Set exercise
Quote the records word for word, starting at their first line and ending with the line that contains "POLYGON ((168 124, 167". Leave out the pictures.

Input for this task
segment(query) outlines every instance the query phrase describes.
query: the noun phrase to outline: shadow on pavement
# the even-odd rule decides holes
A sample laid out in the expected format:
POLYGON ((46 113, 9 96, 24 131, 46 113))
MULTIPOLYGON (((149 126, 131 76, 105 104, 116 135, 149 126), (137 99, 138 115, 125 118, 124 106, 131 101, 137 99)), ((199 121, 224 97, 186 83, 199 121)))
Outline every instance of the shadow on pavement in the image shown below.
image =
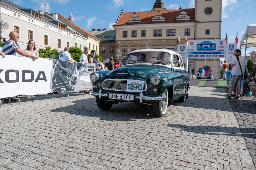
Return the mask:
POLYGON ((168 124, 167 126, 171 128, 180 128, 183 131, 189 132, 200 133, 207 135, 237 136, 241 137, 243 137, 243 135, 248 136, 251 135, 252 138, 256 139, 256 135, 252 135, 252 134, 254 134, 255 133, 255 129, 254 128, 215 126, 187 126, 181 124, 168 124))

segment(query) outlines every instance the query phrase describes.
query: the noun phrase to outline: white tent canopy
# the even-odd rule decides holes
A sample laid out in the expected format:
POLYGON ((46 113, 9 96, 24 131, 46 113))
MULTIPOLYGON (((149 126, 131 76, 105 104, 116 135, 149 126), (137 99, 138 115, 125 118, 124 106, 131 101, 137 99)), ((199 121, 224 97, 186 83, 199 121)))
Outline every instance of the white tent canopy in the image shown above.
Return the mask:
POLYGON ((241 42, 240 42, 240 48, 244 48, 246 47, 256 47, 256 23, 248 25, 244 32, 241 42), (247 44, 246 44, 247 34, 248 34, 247 44))

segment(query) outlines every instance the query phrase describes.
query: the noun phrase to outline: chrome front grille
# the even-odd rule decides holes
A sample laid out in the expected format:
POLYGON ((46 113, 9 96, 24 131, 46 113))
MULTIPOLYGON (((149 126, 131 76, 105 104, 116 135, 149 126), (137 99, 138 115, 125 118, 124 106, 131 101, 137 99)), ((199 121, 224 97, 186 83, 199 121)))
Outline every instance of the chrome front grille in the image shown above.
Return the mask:
MULTIPOLYGON (((144 82, 143 91, 146 91, 147 85, 144 82)), ((105 90, 118 90, 126 91, 127 86, 127 81, 126 79, 105 80, 103 81, 102 88, 105 90)))
POLYGON ((104 87, 108 89, 126 90, 127 81, 126 80, 110 80, 106 82, 104 87))

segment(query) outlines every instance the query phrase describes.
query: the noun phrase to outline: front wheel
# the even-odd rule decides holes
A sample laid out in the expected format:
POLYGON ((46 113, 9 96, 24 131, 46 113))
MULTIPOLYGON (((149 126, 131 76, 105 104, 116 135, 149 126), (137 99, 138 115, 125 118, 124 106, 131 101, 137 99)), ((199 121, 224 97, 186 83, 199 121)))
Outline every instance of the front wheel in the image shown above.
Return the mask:
POLYGON ((114 103, 113 101, 106 101, 103 99, 96 97, 96 103, 98 107, 101 110, 109 110, 111 108, 114 103))
POLYGON ((158 117, 162 117, 165 114, 168 106, 168 91, 165 90, 162 96, 163 99, 160 101, 154 102, 153 107, 155 115, 158 117))
POLYGON ((186 100, 186 97, 187 97, 187 85, 186 84, 184 87, 183 96, 179 98, 179 100, 180 102, 184 102, 186 100))

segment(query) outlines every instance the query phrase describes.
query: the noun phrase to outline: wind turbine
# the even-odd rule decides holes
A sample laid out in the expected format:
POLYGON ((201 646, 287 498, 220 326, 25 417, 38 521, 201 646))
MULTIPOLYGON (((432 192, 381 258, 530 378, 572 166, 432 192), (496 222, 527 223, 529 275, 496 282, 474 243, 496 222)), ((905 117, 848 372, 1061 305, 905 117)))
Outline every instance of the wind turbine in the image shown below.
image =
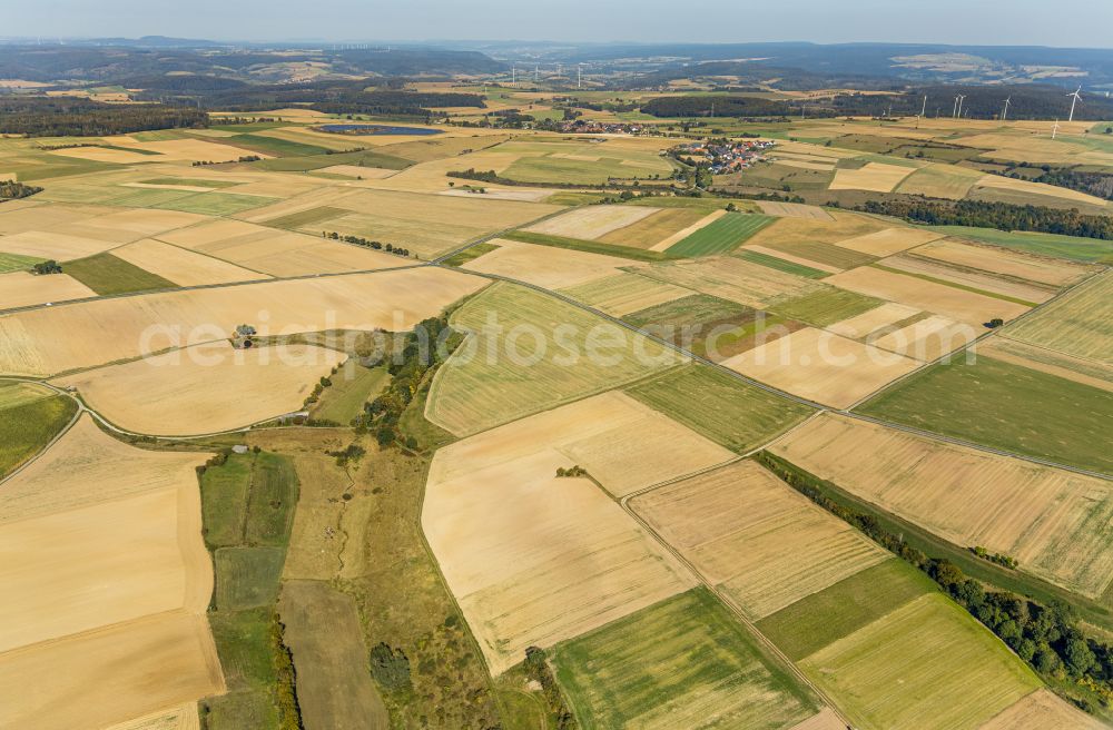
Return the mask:
POLYGON ((1066 96, 1073 97, 1071 99, 1071 116, 1067 118, 1067 121, 1074 121, 1074 105, 1082 101, 1082 86, 1080 85, 1078 88, 1074 90, 1074 93, 1068 93, 1066 96))

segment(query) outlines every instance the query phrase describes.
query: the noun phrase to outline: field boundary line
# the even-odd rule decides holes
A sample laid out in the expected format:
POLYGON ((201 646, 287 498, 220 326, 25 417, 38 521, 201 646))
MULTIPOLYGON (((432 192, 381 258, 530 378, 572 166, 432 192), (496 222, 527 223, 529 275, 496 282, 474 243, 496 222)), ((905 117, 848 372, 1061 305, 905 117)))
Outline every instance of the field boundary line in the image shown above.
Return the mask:
MULTIPOLYGON (((591 307, 591 306, 585 305, 585 304, 583 304, 581 302, 578 302, 578 300, 573 299, 572 297, 570 297, 568 295, 561 294, 560 292, 553 292, 551 289, 546 289, 546 288, 538 286, 535 284, 530 284, 529 282, 522 282, 520 279, 514 279, 514 278, 511 278, 509 276, 502 276, 502 275, 499 275, 499 274, 486 274, 486 273, 483 273, 483 272, 471 272, 471 270, 466 270, 466 269, 463 269, 463 273, 471 274, 472 276, 480 276, 480 277, 493 279, 493 280, 509 282, 511 284, 516 284, 519 286, 524 286, 524 287, 531 288, 531 289, 533 289, 535 292, 541 292, 543 294, 548 294, 549 296, 556 297, 556 298, 562 299, 563 302, 565 302, 568 304, 571 304, 571 305, 577 306, 577 307, 579 307, 579 308, 581 308, 581 309, 583 309, 585 312, 594 314, 598 317, 602 317, 602 318, 604 318, 604 319, 607 319, 607 320, 609 320, 609 322, 611 322, 611 323, 613 323, 613 324, 615 324, 615 325, 618 325, 620 327, 623 327, 623 328, 629 329, 631 332, 634 332, 634 333, 637 333, 639 335, 648 337, 649 339, 652 339, 653 342, 656 342, 656 343, 658 343, 660 345, 664 345, 666 347, 669 347, 670 349, 673 349, 673 351, 676 351, 676 352, 678 352, 678 353, 680 353, 682 355, 686 355, 687 357, 689 357, 693 362, 700 363, 702 365, 707 365, 709 367, 713 367, 713 368, 718 369, 719 372, 729 375, 730 377, 733 377, 736 379, 742 381, 743 383, 752 385, 754 387, 760 388, 760 389, 762 389, 762 391, 765 391, 767 393, 771 393, 772 395, 777 395, 777 396, 786 398, 788 401, 792 401, 792 402, 798 403, 800 405, 806 405, 806 406, 808 406, 808 407, 810 407, 810 408, 812 408, 815 411, 819 411, 819 412, 825 412, 826 411, 826 412, 830 412, 830 413, 837 413, 837 414, 846 416, 848 418, 857 418, 859 421, 867 421, 869 423, 874 423, 874 424, 877 424, 877 425, 880 425, 880 426, 886 426, 888 428, 895 428, 897 431, 904 431, 906 433, 915 434, 915 435, 918 435, 918 436, 925 436, 925 437, 933 438, 933 440, 936 440, 936 441, 947 442, 947 443, 951 443, 951 444, 954 444, 954 445, 957 445, 957 446, 966 446, 967 448, 973 448, 975 451, 983 451, 983 452, 986 452, 986 453, 996 454, 998 456, 1008 456, 1008 457, 1012 457, 1012 458, 1017 458, 1017 460, 1021 460, 1021 461, 1026 461, 1026 462, 1031 462, 1031 463, 1034 463, 1034 464, 1040 464, 1042 466, 1051 466, 1053 468, 1060 468, 1060 470, 1063 470, 1063 471, 1073 472, 1075 474, 1082 474, 1084 476, 1093 476, 1093 477, 1101 479, 1101 480, 1106 481, 1106 482, 1113 482, 1113 475, 1111 475, 1111 474, 1104 474, 1102 472, 1093 472, 1093 471, 1085 470, 1085 468, 1082 468, 1082 467, 1078 467, 1078 466, 1071 466, 1068 464, 1062 464, 1062 463, 1058 463, 1058 462, 1053 462, 1051 460, 1041 458, 1038 456, 1030 456, 1027 454, 1017 454, 1017 453, 1009 452, 1009 451, 1006 451, 1006 450, 1003 450, 1003 448, 995 448, 993 446, 986 446, 984 444, 978 444, 978 443, 975 443, 975 442, 972 442, 972 441, 965 441, 963 438, 956 438, 954 436, 947 436, 947 435, 944 435, 944 434, 937 434, 937 433, 933 433, 933 432, 929 432, 929 431, 920 431, 918 428, 914 428, 912 426, 905 426, 905 425, 899 424, 899 423, 895 423, 895 422, 890 422, 890 421, 885 421, 883 418, 875 418, 874 416, 867 416, 867 415, 864 415, 864 414, 850 411, 849 408, 835 408, 835 407, 831 407, 831 406, 824 405, 821 403, 817 403, 815 401, 809 401, 807 398, 802 398, 800 396, 792 395, 791 393, 786 393, 785 391, 780 391, 780 389, 778 389, 778 388, 776 388, 776 387, 774 387, 771 385, 767 385, 767 384, 765 384, 765 383, 762 383, 760 381, 756 381, 756 379, 754 379, 751 377, 742 375, 741 373, 739 373, 737 371, 732 371, 729 367, 726 367, 726 366, 723 366, 723 365, 721 365, 719 363, 716 363, 713 361, 707 359, 706 357, 702 357, 702 356, 697 355, 697 354, 695 354, 695 353, 692 353, 690 351, 687 351, 683 347, 681 347, 681 346, 679 346, 679 345, 677 345, 674 343, 670 343, 670 342, 667 342, 667 341, 664 341, 664 339, 662 339, 660 337, 657 337, 657 336, 652 335, 651 333, 648 333, 648 332, 646 332, 646 331, 643 331, 643 329, 641 329, 639 327, 636 327, 634 325, 631 325, 628 322, 624 322, 624 320, 622 320, 622 319, 620 319, 620 318, 618 318, 618 317, 615 317, 613 315, 607 314, 605 312, 601 312, 599 309, 595 309, 594 307, 591 307)), ((1065 294, 1065 292, 1063 294, 1065 294)), ((1025 315, 1027 315, 1027 314, 1030 314, 1030 313, 1025 313, 1025 315)), ((1025 315, 1022 315, 1022 316, 1025 316, 1025 315)), ((992 335, 992 334, 994 334, 994 333, 993 332, 985 333, 978 339, 981 339, 982 337, 986 337, 988 335, 992 335)), ((977 342, 977 341, 975 341, 975 342, 977 342)), ((974 343, 972 343, 972 345, 974 343)), ((926 365, 924 367, 926 367, 926 365)), ((913 374, 919 373, 922 371, 923 371, 923 368, 917 368, 916 371, 913 371, 908 375, 913 375, 913 374)), ((898 378, 898 379, 900 379, 900 378, 898 378)), ((888 386, 886 386, 886 387, 888 387, 888 386)), ((876 393, 874 395, 876 395, 876 393)), ((873 397, 873 396, 870 396, 870 397, 873 397)), ((854 408, 854 407, 857 407, 858 405, 859 404, 854 404, 850 407, 854 408)))

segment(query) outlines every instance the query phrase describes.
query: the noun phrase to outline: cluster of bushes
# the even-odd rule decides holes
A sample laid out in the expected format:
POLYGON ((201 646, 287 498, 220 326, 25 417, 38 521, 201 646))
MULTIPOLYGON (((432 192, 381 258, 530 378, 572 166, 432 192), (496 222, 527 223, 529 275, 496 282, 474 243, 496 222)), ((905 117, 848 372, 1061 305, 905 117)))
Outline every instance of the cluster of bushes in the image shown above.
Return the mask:
POLYGON ((223 160, 220 162, 214 160, 195 160, 193 165, 194 167, 205 167, 207 165, 225 165, 227 162, 258 162, 262 159, 258 155, 244 155, 235 160, 223 160))
POLYGON ((984 200, 938 200, 920 196, 867 200, 855 209, 933 226, 973 226, 1113 239, 1113 217, 1084 215, 1075 209, 984 200))
POLYGON ((971 552, 982 560, 987 560, 991 563, 996 563, 997 565, 1009 570, 1016 570, 1016 566, 1020 565, 1020 563, 1016 562, 1016 559, 1012 555, 1006 555, 1005 553, 992 553, 982 545, 974 545, 971 548, 971 552))
POLYGON ((4 135, 104 137, 208 126, 206 112, 186 107, 110 105, 75 97, 0 97, 0 134, 4 135))
POLYGON ((29 198, 37 193, 42 193, 42 188, 33 185, 23 185, 16 180, 0 180, 0 200, 29 198))
POLYGON ((332 233, 323 230, 321 231, 321 235, 332 240, 343 240, 346 244, 355 244, 356 246, 363 246, 364 248, 374 248, 375 250, 384 250, 387 254, 394 254, 395 256, 405 256, 406 258, 410 257, 408 248, 402 248, 401 246, 395 246, 394 244, 384 244, 378 240, 368 240, 363 236, 342 236, 335 230, 332 233))
POLYGON ((380 642, 371 650, 371 677, 387 692, 410 689, 410 658, 402 649, 380 642))
POLYGON ((302 708, 297 703, 297 673, 294 655, 283 635, 285 627, 275 614, 270 622, 270 647, 275 657, 276 694, 278 698, 278 729, 304 730, 302 708))
MULTIPOLYGON (((363 414, 353 423, 356 431, 373 432, 380 446, 398 443, 402 437, 398 422, 406 406, 414 399, 425 378, 436 372, 461 342, 463 335, 449 325, 447 315, 431 317, 406 334, 394 353, 386 353, 381 356, 380 362, 371 363, 368 366, 376 367, 390 358, 387 371, 391 373, 391 383, 374 401, 364 404, 363 414)), ((407 448, 417 447, 413 436, 407 437, 404 443, 407 448)))
POLYGON ((39 262, 31 267, 31 272, 38 274, 39 276, 45 276, 47 274, 61 274, 62 265, 51 258, 48 262, 39 262))
POLYGON ((556 718, 556 730, 573 730, 579 727, 575 716, 564 701, 561 694, 556 678, 549 669, 545 661, 545 650, 540 647, 530 647, 525 650, 525 674, 541 685, 541 692, 545 698, 546 709, 556 718))
MULTIPOLYGON (((1113 702, 1113 645, 1083 633, 1068 605, 1043 605, 1007 591, 988 591, 951 561, 930 558, 888 532, 873 515, 827 497, 825 489, 834 486, 829 482, 768 452, 759 453, 757 460, 796 491, 932 576, 1037 672, 1073 680, 1100 697, 1106 707, 1113 702)), ((1084 698, 1075 702, 1084 710, 1093 709, 1084 698)))

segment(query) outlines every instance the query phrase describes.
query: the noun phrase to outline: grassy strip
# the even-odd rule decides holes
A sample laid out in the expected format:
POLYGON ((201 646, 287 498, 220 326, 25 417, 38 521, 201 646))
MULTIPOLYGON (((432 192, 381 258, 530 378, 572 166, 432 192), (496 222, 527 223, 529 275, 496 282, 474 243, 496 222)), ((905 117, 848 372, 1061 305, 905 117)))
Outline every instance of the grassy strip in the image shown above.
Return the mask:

Finished answer
segment(query) outlines every instance the query phrase describes.
query: the noun phrase to outline: shadow on pavement
# the even-odd rule decides holes
A sample laid out in the expected format:
POLYGON ((46 113, 9 96, 24 131, 46 113))
MULTIPOLYGON (((149 126, 131 76, 105 104, 116 135, 149 126), (137 99, 138 115, 125 118, 124 106, 131 101, 137 99)), ((199 121, 224 97, 186 83, 199 121)))
Outline every instance of the shadow on pavement in the image shown below.
image =
Return the mask:
POLYGON ((168 124, 167 126, 171 128, 180 128, 183 131, 189 132, 200 133, 207 135, 237 136, 241 137, 243 137, 243 135, 248 136, 251 135, 252 138, 256 139, 256 135, 252 135, 252 134, 254 134, 255 133, 255 129, 254 128, 215 126, 187 126, 181 124, 168 124))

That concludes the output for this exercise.